**Work to do**
Print every row below word for word, leaving out the pictures.

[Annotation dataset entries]
----------
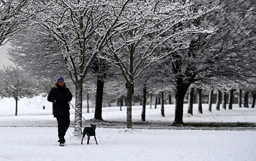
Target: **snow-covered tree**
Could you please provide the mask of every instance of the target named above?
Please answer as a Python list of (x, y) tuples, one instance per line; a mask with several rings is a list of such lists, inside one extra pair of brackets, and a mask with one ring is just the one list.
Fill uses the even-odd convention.
[(14, 98), (17, 116), (19, 99), (38, 94), (35, 80), (17, 67), (7, 66), (0, 74), (0, 97)]
[[(244, 23), (244, 21), (250, 22), (238, 16), (239, 11), (229, 7), (240, 9), (240, 4), (244, 6), (247, 4), (240, 1), (240, 3), (220, 2), (218, 9), (198, 19), (193, 23), (195, 26), (216, 26), (215, 34), (191, 35), (189, 47), (173, 52), (169, 58), (169, 62), (166, 62), (166, 64), (170, 65), (169, 66), (169, 75), (172, 75), (170, 77), (173, 78), (170, 82), (174, 83), (177, 89), (175, 118), (173, 125), (184, 124), (183, 99), (192, 83), (217, 75), (228, 77), (230, 79), (245, 80), (245, 78), (250, 78), (247, 80), (251, 80), (255, 75), (254, 68), (250, 71), (247, 66), (249, 64), (255, 66), (252, 63), (250, 63), (252, 61), (249, 61), (249, 58), (255, 60), (255, 57), (253, 57), (254, 53), (250, 54), (248, 50), (249, 49), (253, 50), (252, 44), (255, 42), (253, 41), (254, 34), (246, 34), (247, 31), (254, 31), (253, 26), (252, 24), (249, 25), (251, 29), (249, 30), (244, 29), (244, 27), (246, 28), (247, 26)], [(191, 6), (191, 9), (197, 10), (202, 6), (207, 8), (212, 5), (214, 1), (198, 0)], [(227, 4), (229, 6), (227, 6)], [(254, 18), (253, 17), (255, 16), (247, 18), (251, 20)], [(250, 22), (252, 23), (251, 22), (254, 21)]]
[(0, 46), (29, 25), (35, 12), (30, 3), (28, 0), (0, 1)]
[(52, 0), (41, 7), (37, 23), (56, 41), (76, 88), (75, 135), (81, 135), (82, 83), (94, 58), (127, 23), (129, 0)]
[[(183, 39), (191, 33), (212, 31), (190, 23), (210, 9), (192, 11), (192, 4), (181, 1), (133, 1), (128, 3), (123, 21), (129, 22), (127, 32), (113, 37), (108, 44), (114, 64), (122, 71), (127, 85), (127, 127), (132, 127), (131, 110), (134, 82), (144, 70), (170, 53), (185, 48)], [(146, 9), (146, 10), (145, 10)], [(136, 10), (136, 11), (134, 10)], [(183, 24), (190, 24), (183, 26)], [(166, 44), (169, 50), (163, 47)], [(160, 52), (160, 51), (164, 51)]]
[(33, 26), (16, 33), (10, 41), (12, 48), (8, 54), (11, 60), (38, 78), (69, 78), (57, 44), (52, 37), (42, 34), (42, 31), (40, 26)]

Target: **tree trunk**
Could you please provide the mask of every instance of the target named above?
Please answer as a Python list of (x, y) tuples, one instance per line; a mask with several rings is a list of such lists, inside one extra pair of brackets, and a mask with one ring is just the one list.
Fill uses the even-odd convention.
[(127, 106), (127, 98), (125, 98), (125, 106)]
[(213, 97), (213, 90), (212, 90), (210, 92), (210, 96), (209, 96), (209, 111), (212, 112), (212, 98)]
[(242, 89), (239, 89), (239, 95), (238, 99), (238, 104), (239, 107), (242, 107)]
[(227, 92), (223, 92), (223, 95), (222, 96), (222, 108), (226, 109), (226, 105), (227, 104)]
[(127, 82), (127, 125), (126, 127), (128, 129), (132, 128), (131, 120), (131, 108), (132, 108), (132, 88), (133, 83), (132, 82)]
[(194, 90), (195, 88), (190, 88), (189, 91), (189, 108), (188, 108), (188, 113), (193, 115), (193, 102), (194, 98)]
[(102, 119), (102, 98), (103, 97), (103, 88), (104, 81), (100, 79), (97, 80), (97, 89), (96, 89), (96, 97), (95, 99), (95, 111), (94, 118), (99, 120)]
[(249, 104), (248, 103), (249, 91), (245, 91), (244, 95), (244, 107), (249, 107)]
[(191, 83), (183, 83), (182, 78), (177, 78), (176, 81), (177, 99), (175, 102), (175, 118), (172, 125), (184, 125), (183, 122), (183, 103), (186, 93)]
[(256, 100), (256, 92), (252, 92), (252, 95), (253, 96), (252, 108), (254, 108), (254, 106), (255, 105), (255, 100)]
[(203, 108), (202, 108), (202, 89), (198, 88), (198, 113), (203, 114)]
[(196, 101), (197, 101), (197, 99), (196, 99), (196, 97), (197, 96), (197, 94), (196, 94), (195, 95), (194, 95), (194, 99), (193, 99), (193, 104), (197, 104), (197, 102), (196, 102)]
[(216, 109), (217, 111), (220, 110), (220, 106), (221, 105), (221, 91), (218, 90), (218, 95), (217, 96), (217, 102), (216, 103)]
[(164, 98), (163, 98), (163, 91), (161, 92), (161, 114), (164, 117)]
[(53, 104), (54, 103), (52, 102), (52, 115), (54, 115), (54, 111), (53, 110)]
[(161, 104), (161, 93), (157, 96), (158, 98), (158, 101), (157, 103), (157, 104)]
[(87, 113), (89, 113), (89, 98), (90, 98), (89, 93), (87, 94)]
[(17, 116), (18, 113), (18, 98), (15, 98), (16, 106), (15, 108), (15, 115)]
[(152, 94), (150, 94), (150, 109), (152, 109), (152, 97), (153, 95)]
[(230, 98), (228, 102), (228, 109), (232, 109), (232, 105), (233, 105), (233, 93), (236, 89), (231, 89), (230, 91)]
[(252, 92), (252, 95), (253, 96), (252, 108), (254, 108), (254, 106), (255, 105), (255, 100), (256, 100), (256, 92)]
[(155, 102), (155, 109), (157, 108), (157, 96), (156, 96), (156, 101)]
[(143, 99), (142, 100), (142, 111), (141, 112), (141, 120), (143, 121), (146, 121), (146, 102), (147, 101), (147, 87), (145, 85), (143, 88)]
[(122, 98), (119, 98), (119, 104), (120, 105), (120, 110), (122, 111), (122, 107), (124, 106), (124, 103), (123, 102), (122, 99)]
[(76, 85), (76, 109), (75, 111), (75, 133), (76, 137), (81, 136), (82, 126), (82, 81), (77, 82)]
[(169, 95), (169, 104), (172, 104), (172, 95), (171, 95), (171, 94)]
----------
**Answer**
Target: **snow-covered tree**
Could you please provide the mask of every instance of the target named above?
Please answer as a Python list of (x, y) tuples, one instance per line; a mask with several rings is a list of such lists, inside one extra pair of brackets, and a mask with one ring is just the one list.
Fill uses the even-odd convention.
[(14, 98), (17, 116), (19, 99), (38, 94), (35, 80), (17, 67), (7, 66), (0, 74), (0, 97)]
[[(244, 23), (244, 21), (250, 22), (238, 16), (239, 11), (229, 7), (240, 9), (240, 4), (244, 6), (247, 4), (240, 1), (240, 3), (220, 2), (218, 9), (198, 19), (193, 23), (195, 26), (216, 26), (215, 34), (191, 35), (189, 47), (173, 52), (169, 58), (169, 62), (166, 62), (166, 64), (170, 65), (169, 66), (169, 75), (172, 75), (170, 77), (173, 78), (170, 82), (174, 83), (177, 89), (175, 118), (173, 125), (184, 124), (183, 99), (192, 83), (217, 75), (228, 77), (230, 79), (245, 80), (245, 78), (250, 78), (247, 80), (251, 80), (255, 75), (254, 68), (250, 71), (247, 66), (249, 64), (255, 66), (252, 63), (250, 63), (252, 61), (249, 61), (249, 58), (255, 60), (255, 57), (253, 57), (254, 53), (250, 54), (248, 50), (249, 49), (253, 50), (252, 44), (255, 42), (253, 41), (254, 34), (246, 34), (247, 31), (254, 31), (253, 26), (252, 24), (249, 25), (251, 29), (249, 30), (244, 29), (244, 27), (246, 28), (247, 26)], [(191, 6), (191, 9), (197, 10), (202, 6), (207, 8), (212, 5), (214, 1), (198, 0)], [(227, 4), (229, 6), (227, 6)], [(254, 18), (253, 17), (255, 16), (247, 18), (251, 20)], [(250, 22), (252, 23), (251, 22), (254, 21)]]
[(0, 46), (29, 25), (35, 12), (30, 3), (28, 0), (0, 1)]
[(52, 0), (41, 7), (37, 23), (56, 41), (76, 88), (75, 135), (81, 135), (82, 83), (94, 58), (127, 23), (129, 0)]
[[(183, 39), (191, 33), (212, 31), (190, 23), (210, 9), (192, 11), (192, 4), (181, 1), (133, 1), (128, 3), (123, 21), (129, 22), (127, 32), (113, 37), (108, 44), (114, 64), (122, 71), (127, 85), (127, 127), (132, 127), (131, 110), (134, 82), (144, 70), (170, 53), (185, 48)], [(146, 9), (146, 10), (145, 10)], [(136, 10), (136, 11), (134, 10)], [(183, 24), (190, 24), (183, 26)], [(166, 44), (169, 50), (163, 47)], [(160, 52), (160, 51), (164, 51)]]
[(33, 26), (16, 33), (10, 41), (12, 48), (8, 54), (11, 60), (38, 78), (69, 78), (57, 44), (52, 37), (42, 34), (42, 31), (40, 26)]

Target: **tree trunk**
Could you please provide the mask of every instance of the target named above?
Please answer as a Python list of (x, y) tuples, one instance per line; a mask with several rings is a list of such lists, inside one extra pair of brackets, and a mask with one ring is just the one list.
Fill uses the even-odd convention.
[(127, 106), (127, 98), (125, 98), (125, 106)]
[(213, 97), (213, 90), (212, 90), (210, 92), (210, 96), (209, 96), (209, 111), (212, 112), (212, 98)]
[(242, 89), (239, 89), (239, 95), (238, 99), (238, 104), (239, 107), (242, 107)]
[(227, 92), (223, 92), (223, 95), (222, 96), (222, 108), (226, 109), (226, 105), (227, 104)]
[(127, 82), (127, 125), (126, 127), (128, 129), (132, 128), (131, 120), (131, 108), (132, 108), (132, 88), (133, 83), (132, 82)]
[(194, 90), (195, 88), (190, 88), (189, 91), (189, 108), (188, 108), (188, 113), (193, 115), (193, 102), (194, 98)]
[(102, 119), (102, 98), (103, 97), (103, 88), (104, 81), (100, 79), (97, 80), (97, 89), (96, 89), (96, 97), (95, 99), (95, 111), (94, 118), (99, 120)]
[(249, 104), (248, 103), (249, 91), (245, 91), (244, 95), (244, 107), (249, 107)]
[(191, 83), (183, 83), (182, 78), (177, 78), (176, 81), (177, 99), (175, 102), (175, 118), (172, 125), (184, 125), (183, 122), (183, 103), (186, 93)]
[(256, 100), (256, 92), (252, 92), (252, 95), (253, 96), (252, 108), (254, 108), (254, 106), (255, 105), (255, 100)]
[(203, 108), (202, 108), (202, 89), (198, 88), (198, 113), (203, 114)]
[(196, 101), (197, 101), (197, 99), (196, 99), (196, 97), (197, 96), (197, 94), (196, 94), (195, 95), (194, 95), (194, 99), (193, 99), (193, 104), (197, 104), (197, 102), (196, 102)]
[(216, 109), (217, 111), (220, 110), (220, 106), (221, 105), (221, 91), (218, 90), (218, 95), (217, 96), (217, 102), (216, 103)]
[(164, 98), (163, 98), (163, 91), (161, 92), (161, 114), (164, 117)]
[(53, 104), (54, 103), (52, 102), (52, 115), (54, 115), (54, 111), (53, 110)]
[(161, 104), (161, 93), (157, 96), (158, 98), (158, 101), (157, 103), (157, 104)]
[(87, 113), (89, 113), (89, 98), (90, 98), (89, 93), (87, 94)]
[(17, 116), (18, 113), (18, 98), (15, 98), (16, 106), (15, 108), (15, 115)]
[(152, 94), (150, 94), (150, 109), (152, 109), (152, 97), (153, 95)]
[(230, 98), (228, 102), (228, 109), (232, 109), (232, 105), (233, 105), (233, 93), (236, 89), (231, 89), (230, 91)]
[(252, 92), (252, 95), (253, 96), (252, 108), (254, 108), (254, 106), (255, 105), (255, 100), (256, 100), (256, 92)]
[(155, 102), (155, 109), (157, 108), (157, 96), (156, 96), (156, 101)]
[(143, 99), (142, 100), (142, 111), (141, 112), (141, 120), (143, 121), (146, 121), (146, 102), (147, 101), (147, 87), (145, 85), (143, 88)]
[(122, 98), (119, 98), (119, 104), (120, 105), (120, 110), (122, 111), (122, 107), (124, 106), (124, 103), (123, 102), (122, 99)]
[(76, 85), (76, 109), (75, 111), (75, 133), (76, 137), (81, 136), (82, 126), (82, 81), (77, 82)]
[(169, 95), (169, 104), (172, 104), (172, 95), (171, 95), (171, 94)]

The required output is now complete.